**WORK TO COMPLETE:**
Can you reproduce every one of the entries below word for word, changing nothing?

**DATA TO PROCESS:**
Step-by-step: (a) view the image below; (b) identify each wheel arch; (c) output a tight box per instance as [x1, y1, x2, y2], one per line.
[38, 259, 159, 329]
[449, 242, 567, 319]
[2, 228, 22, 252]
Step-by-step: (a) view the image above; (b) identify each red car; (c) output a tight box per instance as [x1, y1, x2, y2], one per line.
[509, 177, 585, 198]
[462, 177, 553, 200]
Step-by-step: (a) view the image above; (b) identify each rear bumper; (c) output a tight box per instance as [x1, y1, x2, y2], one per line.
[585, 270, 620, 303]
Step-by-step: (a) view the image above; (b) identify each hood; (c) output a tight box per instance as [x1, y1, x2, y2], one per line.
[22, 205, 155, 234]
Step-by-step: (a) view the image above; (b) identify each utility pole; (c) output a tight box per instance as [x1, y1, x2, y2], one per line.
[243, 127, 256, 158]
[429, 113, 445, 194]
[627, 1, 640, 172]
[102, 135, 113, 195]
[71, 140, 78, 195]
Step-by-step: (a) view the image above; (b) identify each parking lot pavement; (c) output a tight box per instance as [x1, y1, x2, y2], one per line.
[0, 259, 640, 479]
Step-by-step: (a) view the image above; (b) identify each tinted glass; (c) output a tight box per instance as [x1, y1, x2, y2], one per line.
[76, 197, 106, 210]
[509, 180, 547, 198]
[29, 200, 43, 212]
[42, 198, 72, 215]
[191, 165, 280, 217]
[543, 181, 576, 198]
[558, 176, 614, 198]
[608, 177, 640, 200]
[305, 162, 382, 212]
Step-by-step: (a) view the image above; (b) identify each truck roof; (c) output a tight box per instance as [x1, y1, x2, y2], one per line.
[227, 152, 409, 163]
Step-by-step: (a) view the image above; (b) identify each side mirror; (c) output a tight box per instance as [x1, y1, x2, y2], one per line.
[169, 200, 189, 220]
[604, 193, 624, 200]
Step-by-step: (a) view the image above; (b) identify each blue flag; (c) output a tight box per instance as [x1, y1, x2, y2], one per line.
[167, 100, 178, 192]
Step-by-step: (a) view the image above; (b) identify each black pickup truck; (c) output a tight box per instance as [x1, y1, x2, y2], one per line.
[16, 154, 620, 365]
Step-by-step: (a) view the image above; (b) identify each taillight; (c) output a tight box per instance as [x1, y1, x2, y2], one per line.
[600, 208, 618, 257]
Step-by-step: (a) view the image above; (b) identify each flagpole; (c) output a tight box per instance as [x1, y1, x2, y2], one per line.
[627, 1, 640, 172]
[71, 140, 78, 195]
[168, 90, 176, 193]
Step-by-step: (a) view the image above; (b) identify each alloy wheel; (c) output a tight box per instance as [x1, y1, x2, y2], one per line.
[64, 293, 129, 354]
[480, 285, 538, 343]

**THE RESPONSE:**
Step-by-step: (a) view the image below; (b) identify each wheel arch; (c) output a tight box per instance as [x1, y1, x2, y2], one per line.
[38, 259, 159, 329]
[449, 242, 567, 319]
[2, 228, 22, 252]
Step-by-step: (a) view the image above; (b) identify each red car; (c) output a tight box per instance as [x1, y1, x2, y2], one per line.
[509, 177, 585, 198]
[462, 177, 553, 200]
Step-by-step: (a) view the image above; (b) identify each rear bumper; (c) output a tight box per instance as [x1, y1, x2, y2], one per line.
[585, 270, 620, 303]
Step-by-step: (a) view the image above; (b) identify each hood; (c) output a tight box per instance as [x1, y1, x2, y2], one per line.
[22, 205, 155, 234]
Step-by-step: (a) view the image above; (b) identify each utility pole; (c) output a tight box per instance as [x1, y1, x2, y2], one per line.
[243, 127, 256, 158]
[429, 113, 445, 194]
[627, 1, 640, 172]
[102, 135, 113, 195]
[71, 140, 78, 195]
Step-by-step: (a) view the image above; (b) identify each parking lot pavement; (c) output a tight box per instance as [x1, y1, x2, y2], one per line.
[0, 259, 640, 479]
Step-by-step: (a) view the image above; (b) identify each tinted glass; (c) output a tight box per instance as [x1, y1, x2, y2], one per line.
[76, 197, 106, 210]
[509, 180, 547, 198]
[29, 200, 43, 212]
[42, 198, 72, 215]
[191, 165, 280, 217]
[543, 181, 576, 198]
[558, 176, 614, 198]
[608, 177, 640, 200]
[305, 162, 382, 212]
Step-by-step: (a) view the image above; (b) identify each truck roof; (c) output a tight box per instance as [x1, y1, x2, y2], one per line.
[227, 152, 409, 163]
Step-by-step: (a) view the image above; (b) identify each side mirror; (c) output a tight box per instance as [x1, y1, x2, y2], one per line.
[169, 200, 189, 220]
[604, 193, 624, 200]
Step-by-step: (a) view the image above; (b) identify each blue flag; (c) output a tight box per instance as [x1, y1, x2, y2], one per line.
[167, 100, 178, 192]
Step-by-step: (a) view the image above; (b) identify each black pickup truck; (c) output a tight box per instance as [x1, y1, x2, y2], one per line.
[16, 154, 620, 365]
Step-by-step: (a) view the image above; (b) identify each taillight; (c) output a tight box per instance as [x1, y1, x2, y2], one per line.
[600, 208, 618, 257]
Step-by-step: (a) view the image above; (b) identify each flagpole; (c) output a tight box per instance as [x1, y1, x2, y2], one per line.
[627, 1, 640, 172]
[71, 140, 78, 195]
[168, 90, 176, 193]
Step-by-step: (a) view the image above; (b) identify each alloy wheel; (c) output a tight box per instance as [x1, y1, x2, y2], one per line.
[64, 293, 129, 354]
[480, 285, 538, 343]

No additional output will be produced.